*** DOCUMENT TEXT Section Begins ***

So, incomplete as they were, Michelangelo was obliged to uncover the frescoes that all Rome might see them. It was many years before the ceiling was finished or the final fresco of the Last Judgment painted upon the end wall.
Michelangelo lived to be a very old man, and his life was lonely and solitary to the end. The one woman he loved, Vittoria Colonna, had died, and with her death all brightness for him had faded. Although he worked so much in Rome, it was always Florence that he loved. There it was that he began the statues for the Chapel of the Medici, and there, too, he helped to build the defences of San Miniato when the Medici family made war upon the City of Flowers.
So when the great man died in Rome it seemed but fit that his body should be carried back to his beloved Florence. There it now rests in the Church of Santa Croce, while his giant works, his great and terrible thoughts breathed out into marble or flashed upon the walls of the Sistine Chapel, live on for ever, filling the minds of men with a great awe and wonder as they gaze upon them.
ANDREA DEL SARTO
Nowhere in Florence could a more honest man or a better worker be found than Agnolo the tailor. True, there were once evil tales whispered about him when he first opened his shop in the little street. It was said that he was no Italian, but a foreigner who had been obliged to flee from his own land because of a quarrel he had had with one of his customers. People shook their heads and talked mysteriously of how the tailor's scissors had been used as a deadly weapon in the fight. But ere long these stories died away, and the tailor, with his wife Constanza, lived a happy, busy life, and brought up their six children carefully and well.
Now out of those six children five were just the ordinary commonplace little ones such as one would expect to meet in a tailor's household, but the sixth was like the ugly duckling in the fairy tale--a little, strange bird, unlike all the rest, who learned to swim far away and soon left the old commonplace home behind him.
The boy's name was Andrea. He was such a quick, sharp little boy that he was sent very early to school, and had learned to read and write before he was seven years old. As that was considered quite enough education, his father then took him away from school and put him to work with a goldsmith.
It is early days to begin work at seven years old, but Andrea thought it was quite as good as play. He was always perfectly happy if he could have a pencil and paper, and his drawings and designs were really so wonderfully good that his master grew to be quite proud of the child and showed the work to all his customers.
Next door to the goldsmith's shop there lived an old artist called Barile, who began to take a great interest in little Andrea. Barile was not a great painter, but still there was much that he could teach the boy, and he was anxious to have him as a pupil. So it was arranged that Andrea should enter the studio and learn to be an artist instead of a goldsmith.

*** DOCUMENT TEXT Section Ends ***
*** SUPPLIED MATERIAL Section Begins ***

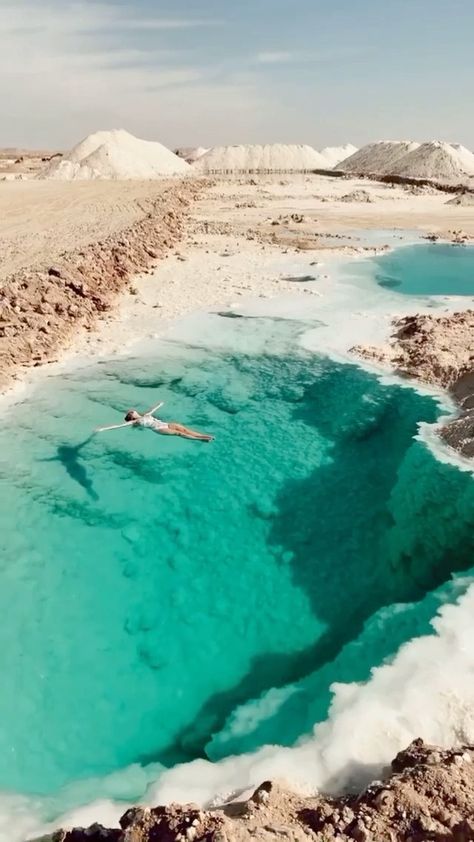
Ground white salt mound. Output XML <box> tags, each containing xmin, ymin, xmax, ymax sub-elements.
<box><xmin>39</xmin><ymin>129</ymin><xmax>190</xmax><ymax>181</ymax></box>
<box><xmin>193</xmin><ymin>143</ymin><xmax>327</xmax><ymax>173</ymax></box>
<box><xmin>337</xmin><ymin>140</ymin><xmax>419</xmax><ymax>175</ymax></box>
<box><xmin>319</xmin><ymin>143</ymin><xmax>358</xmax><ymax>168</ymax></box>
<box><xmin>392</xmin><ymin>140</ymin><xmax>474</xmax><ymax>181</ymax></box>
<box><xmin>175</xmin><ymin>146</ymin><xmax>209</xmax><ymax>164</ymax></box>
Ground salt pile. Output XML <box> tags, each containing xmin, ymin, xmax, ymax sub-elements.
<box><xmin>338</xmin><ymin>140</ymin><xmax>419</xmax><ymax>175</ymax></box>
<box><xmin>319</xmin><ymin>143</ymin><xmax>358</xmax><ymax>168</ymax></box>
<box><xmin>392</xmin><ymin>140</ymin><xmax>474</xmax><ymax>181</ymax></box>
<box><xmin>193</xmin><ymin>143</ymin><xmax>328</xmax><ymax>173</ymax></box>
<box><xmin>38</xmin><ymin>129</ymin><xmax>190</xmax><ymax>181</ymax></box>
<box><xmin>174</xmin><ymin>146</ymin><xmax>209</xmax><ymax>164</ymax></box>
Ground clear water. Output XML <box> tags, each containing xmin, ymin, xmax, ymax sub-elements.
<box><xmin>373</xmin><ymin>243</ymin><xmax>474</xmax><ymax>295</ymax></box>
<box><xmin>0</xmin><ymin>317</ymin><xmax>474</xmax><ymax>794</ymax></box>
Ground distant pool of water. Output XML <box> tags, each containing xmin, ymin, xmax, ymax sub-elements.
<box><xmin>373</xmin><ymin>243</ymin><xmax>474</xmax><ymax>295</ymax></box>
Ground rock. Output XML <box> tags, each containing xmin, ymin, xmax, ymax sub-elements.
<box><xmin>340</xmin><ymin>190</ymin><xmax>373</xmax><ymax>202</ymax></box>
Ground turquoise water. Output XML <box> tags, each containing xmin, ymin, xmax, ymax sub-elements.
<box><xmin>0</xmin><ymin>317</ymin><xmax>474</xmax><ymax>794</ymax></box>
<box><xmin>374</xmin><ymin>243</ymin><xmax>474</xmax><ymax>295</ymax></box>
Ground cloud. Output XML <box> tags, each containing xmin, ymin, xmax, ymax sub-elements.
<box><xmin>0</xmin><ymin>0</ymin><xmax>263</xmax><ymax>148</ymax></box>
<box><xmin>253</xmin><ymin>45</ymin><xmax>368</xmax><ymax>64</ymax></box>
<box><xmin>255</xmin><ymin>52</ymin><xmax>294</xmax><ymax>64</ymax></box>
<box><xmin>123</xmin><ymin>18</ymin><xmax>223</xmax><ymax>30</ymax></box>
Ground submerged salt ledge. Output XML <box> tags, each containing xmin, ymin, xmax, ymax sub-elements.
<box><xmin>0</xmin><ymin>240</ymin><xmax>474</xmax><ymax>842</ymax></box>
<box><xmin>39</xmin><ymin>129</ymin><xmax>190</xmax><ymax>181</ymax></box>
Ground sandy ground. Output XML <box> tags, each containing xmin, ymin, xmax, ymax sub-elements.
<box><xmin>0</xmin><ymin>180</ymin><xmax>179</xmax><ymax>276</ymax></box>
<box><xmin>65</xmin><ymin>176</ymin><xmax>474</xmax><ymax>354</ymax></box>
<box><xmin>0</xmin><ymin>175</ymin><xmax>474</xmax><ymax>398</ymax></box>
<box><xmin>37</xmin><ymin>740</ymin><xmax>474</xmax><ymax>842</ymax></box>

*** SUPPLIED MATERIAL Section Ends ***
*** SUPPLIED MATERIAL Section Begins ***

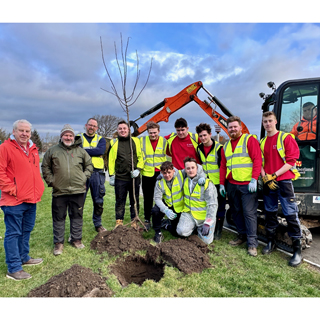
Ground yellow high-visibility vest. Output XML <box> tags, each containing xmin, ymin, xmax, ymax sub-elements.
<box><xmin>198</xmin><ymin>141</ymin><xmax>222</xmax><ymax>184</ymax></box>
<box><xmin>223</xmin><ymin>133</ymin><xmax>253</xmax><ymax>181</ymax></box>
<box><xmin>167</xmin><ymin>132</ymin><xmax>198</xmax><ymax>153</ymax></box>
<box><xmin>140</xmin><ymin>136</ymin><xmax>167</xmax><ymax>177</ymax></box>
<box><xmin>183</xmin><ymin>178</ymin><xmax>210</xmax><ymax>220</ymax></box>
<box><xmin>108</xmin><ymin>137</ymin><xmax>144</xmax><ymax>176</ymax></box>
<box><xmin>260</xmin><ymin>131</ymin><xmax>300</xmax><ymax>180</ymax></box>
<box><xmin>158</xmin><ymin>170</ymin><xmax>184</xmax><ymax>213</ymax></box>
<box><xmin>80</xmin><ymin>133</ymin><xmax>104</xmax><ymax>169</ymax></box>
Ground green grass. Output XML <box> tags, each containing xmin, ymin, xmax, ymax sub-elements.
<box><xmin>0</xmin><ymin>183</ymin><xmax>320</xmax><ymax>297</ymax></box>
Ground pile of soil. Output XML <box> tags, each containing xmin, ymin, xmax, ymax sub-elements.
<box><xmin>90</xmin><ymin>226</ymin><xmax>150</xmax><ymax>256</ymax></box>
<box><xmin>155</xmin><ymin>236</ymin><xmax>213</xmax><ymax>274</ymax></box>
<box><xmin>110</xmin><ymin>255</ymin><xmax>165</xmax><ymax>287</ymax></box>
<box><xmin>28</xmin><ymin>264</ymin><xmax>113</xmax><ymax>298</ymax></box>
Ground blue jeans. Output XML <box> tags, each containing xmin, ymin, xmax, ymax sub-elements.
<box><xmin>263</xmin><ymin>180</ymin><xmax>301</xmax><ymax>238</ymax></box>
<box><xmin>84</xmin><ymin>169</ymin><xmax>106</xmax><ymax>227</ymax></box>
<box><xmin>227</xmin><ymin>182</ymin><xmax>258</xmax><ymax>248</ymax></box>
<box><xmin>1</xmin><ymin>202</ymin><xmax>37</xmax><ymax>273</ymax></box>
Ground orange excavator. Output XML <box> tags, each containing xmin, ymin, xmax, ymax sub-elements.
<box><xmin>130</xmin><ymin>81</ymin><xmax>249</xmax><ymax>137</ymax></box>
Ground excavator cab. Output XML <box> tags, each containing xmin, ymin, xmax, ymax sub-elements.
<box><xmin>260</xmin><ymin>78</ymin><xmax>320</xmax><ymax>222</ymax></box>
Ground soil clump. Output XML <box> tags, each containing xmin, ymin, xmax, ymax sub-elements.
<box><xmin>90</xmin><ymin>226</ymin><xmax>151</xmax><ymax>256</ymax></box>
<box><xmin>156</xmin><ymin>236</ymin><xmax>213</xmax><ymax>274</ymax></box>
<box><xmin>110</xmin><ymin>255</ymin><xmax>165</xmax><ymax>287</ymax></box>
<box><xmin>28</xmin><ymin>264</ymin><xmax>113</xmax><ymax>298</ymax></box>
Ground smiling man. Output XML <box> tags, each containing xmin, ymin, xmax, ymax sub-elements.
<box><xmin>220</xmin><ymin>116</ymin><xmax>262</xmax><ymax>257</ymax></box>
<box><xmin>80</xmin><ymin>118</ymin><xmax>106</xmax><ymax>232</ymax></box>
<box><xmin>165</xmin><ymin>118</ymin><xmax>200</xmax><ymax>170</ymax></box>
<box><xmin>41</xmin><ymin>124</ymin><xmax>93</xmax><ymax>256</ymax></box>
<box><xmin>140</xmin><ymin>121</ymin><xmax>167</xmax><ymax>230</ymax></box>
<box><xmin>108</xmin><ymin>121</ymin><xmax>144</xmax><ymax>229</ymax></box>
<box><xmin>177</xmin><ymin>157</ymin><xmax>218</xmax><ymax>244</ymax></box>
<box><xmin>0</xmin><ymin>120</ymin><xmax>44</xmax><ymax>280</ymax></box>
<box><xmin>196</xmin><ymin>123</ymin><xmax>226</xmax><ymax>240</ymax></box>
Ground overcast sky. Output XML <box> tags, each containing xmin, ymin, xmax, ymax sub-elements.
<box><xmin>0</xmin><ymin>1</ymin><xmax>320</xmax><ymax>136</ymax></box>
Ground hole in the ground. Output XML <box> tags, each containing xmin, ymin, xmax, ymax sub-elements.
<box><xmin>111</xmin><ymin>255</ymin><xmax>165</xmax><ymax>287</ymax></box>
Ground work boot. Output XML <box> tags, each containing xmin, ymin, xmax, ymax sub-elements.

*** SUPPLIED MATERIAL Section Ends ***
*** SUPPLIED MATERIAL Section Begins ***

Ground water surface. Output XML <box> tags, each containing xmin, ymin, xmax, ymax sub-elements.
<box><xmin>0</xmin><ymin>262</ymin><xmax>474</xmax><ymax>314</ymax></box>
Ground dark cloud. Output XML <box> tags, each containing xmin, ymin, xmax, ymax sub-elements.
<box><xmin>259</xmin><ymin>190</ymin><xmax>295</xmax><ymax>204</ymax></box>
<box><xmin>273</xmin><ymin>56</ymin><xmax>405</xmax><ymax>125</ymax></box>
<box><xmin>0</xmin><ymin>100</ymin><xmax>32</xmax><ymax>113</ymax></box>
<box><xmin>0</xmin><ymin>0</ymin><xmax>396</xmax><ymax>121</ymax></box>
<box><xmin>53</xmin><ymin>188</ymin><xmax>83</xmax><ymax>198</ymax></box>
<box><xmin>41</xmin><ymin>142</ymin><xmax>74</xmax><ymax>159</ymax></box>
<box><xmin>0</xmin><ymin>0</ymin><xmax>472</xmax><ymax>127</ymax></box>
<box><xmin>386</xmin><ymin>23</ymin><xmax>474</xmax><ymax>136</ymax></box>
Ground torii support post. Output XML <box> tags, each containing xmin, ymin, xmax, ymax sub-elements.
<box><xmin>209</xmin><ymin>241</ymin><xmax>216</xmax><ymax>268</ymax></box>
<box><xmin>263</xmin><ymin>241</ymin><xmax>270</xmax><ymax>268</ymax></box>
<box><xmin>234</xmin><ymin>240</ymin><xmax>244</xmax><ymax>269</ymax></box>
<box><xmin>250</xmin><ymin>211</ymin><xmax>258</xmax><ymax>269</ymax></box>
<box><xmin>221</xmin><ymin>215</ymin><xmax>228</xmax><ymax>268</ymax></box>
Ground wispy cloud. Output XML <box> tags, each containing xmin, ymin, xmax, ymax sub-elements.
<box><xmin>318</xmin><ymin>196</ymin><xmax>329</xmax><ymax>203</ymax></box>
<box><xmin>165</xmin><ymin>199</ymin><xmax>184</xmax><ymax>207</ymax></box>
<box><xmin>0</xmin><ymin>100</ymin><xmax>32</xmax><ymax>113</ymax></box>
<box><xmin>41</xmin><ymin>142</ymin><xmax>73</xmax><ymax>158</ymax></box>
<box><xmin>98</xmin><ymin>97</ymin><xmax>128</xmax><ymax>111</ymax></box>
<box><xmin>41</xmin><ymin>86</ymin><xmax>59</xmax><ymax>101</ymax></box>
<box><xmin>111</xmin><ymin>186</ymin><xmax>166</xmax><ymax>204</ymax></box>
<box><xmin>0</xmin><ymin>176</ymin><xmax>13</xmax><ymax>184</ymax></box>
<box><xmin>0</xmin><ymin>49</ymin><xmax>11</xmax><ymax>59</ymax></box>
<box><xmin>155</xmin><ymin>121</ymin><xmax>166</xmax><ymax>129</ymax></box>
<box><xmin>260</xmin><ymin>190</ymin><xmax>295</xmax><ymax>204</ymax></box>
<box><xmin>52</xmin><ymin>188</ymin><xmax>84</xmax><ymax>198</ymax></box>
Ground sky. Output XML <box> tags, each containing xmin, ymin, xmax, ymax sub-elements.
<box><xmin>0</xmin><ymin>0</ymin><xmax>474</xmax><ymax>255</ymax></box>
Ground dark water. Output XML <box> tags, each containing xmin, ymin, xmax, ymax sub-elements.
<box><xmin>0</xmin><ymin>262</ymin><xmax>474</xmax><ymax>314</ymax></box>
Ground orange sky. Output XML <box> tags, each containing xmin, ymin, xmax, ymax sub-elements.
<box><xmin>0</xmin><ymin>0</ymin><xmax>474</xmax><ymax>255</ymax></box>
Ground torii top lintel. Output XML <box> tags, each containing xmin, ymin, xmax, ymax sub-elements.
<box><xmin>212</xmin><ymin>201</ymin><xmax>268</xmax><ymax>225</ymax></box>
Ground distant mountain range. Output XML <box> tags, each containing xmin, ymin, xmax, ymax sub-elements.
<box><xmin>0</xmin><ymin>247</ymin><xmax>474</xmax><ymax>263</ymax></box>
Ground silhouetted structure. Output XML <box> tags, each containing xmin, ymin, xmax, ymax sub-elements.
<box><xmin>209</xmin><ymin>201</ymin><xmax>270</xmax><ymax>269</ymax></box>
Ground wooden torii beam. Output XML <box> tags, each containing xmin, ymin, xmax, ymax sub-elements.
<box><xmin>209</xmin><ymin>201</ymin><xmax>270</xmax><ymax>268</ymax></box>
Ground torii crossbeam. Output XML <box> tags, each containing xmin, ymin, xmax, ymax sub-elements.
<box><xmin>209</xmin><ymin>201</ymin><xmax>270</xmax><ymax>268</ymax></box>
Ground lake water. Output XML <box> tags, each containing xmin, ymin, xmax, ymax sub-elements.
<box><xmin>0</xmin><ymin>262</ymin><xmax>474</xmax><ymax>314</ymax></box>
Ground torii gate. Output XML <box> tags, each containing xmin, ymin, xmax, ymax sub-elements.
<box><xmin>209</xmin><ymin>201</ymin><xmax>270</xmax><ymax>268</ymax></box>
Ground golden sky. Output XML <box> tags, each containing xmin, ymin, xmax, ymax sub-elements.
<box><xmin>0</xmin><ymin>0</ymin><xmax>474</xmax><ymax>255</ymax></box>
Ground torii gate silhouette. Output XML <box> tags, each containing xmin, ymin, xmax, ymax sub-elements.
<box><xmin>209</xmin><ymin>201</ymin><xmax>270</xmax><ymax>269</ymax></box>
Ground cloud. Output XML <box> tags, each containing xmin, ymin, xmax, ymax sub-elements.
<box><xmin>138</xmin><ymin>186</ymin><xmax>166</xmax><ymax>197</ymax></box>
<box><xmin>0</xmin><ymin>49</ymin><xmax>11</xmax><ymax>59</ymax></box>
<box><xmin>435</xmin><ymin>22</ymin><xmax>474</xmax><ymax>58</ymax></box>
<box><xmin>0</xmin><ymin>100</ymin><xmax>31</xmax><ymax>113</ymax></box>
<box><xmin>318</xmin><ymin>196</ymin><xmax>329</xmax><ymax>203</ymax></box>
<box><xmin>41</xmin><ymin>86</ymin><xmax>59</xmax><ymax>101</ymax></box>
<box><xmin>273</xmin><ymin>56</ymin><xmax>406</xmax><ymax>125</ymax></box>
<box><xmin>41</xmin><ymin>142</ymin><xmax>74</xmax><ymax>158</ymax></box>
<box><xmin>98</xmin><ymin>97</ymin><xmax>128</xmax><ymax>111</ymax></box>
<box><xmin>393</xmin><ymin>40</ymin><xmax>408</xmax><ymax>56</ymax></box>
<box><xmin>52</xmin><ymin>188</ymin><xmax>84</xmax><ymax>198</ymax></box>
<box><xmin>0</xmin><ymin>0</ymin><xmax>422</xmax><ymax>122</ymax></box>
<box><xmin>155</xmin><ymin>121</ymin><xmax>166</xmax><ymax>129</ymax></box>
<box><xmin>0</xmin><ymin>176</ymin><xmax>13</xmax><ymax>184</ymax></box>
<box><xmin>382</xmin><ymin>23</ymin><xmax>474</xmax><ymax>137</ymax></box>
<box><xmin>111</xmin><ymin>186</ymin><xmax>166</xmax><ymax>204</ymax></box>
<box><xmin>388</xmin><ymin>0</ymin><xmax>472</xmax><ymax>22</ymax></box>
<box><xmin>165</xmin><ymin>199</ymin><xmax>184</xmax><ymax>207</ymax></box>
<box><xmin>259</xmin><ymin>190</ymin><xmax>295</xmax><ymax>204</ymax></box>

*** SUPPLIED MATERIAL Section Ends ***

» **WORK TASK**:
Repeat the passage about Michelangelo and Andrea del Sarto, starting with "It is early" and going on through "of a goldsmith.".

» **EXERCISE ANSWER**:
It is early days to begin work at seven years old, but Andrea thought it was quite as good as play. He was always perfectly happy if he could have a pencil and paper, and his drawings and designs were really so wonderfully good that his master grew to be quite proud of the child and showed the work to all his customers.
Next door to the goldsmith's shop there lived an old artist called Barile, who began to take a great interest in little Andrea. Barile was not a great painter, but still there was much that he could teach the boy, and he was anxious to have him as a pupil. So it was arranged that Andrea should enter the studio and learn to be an artist instead of a goldsmith.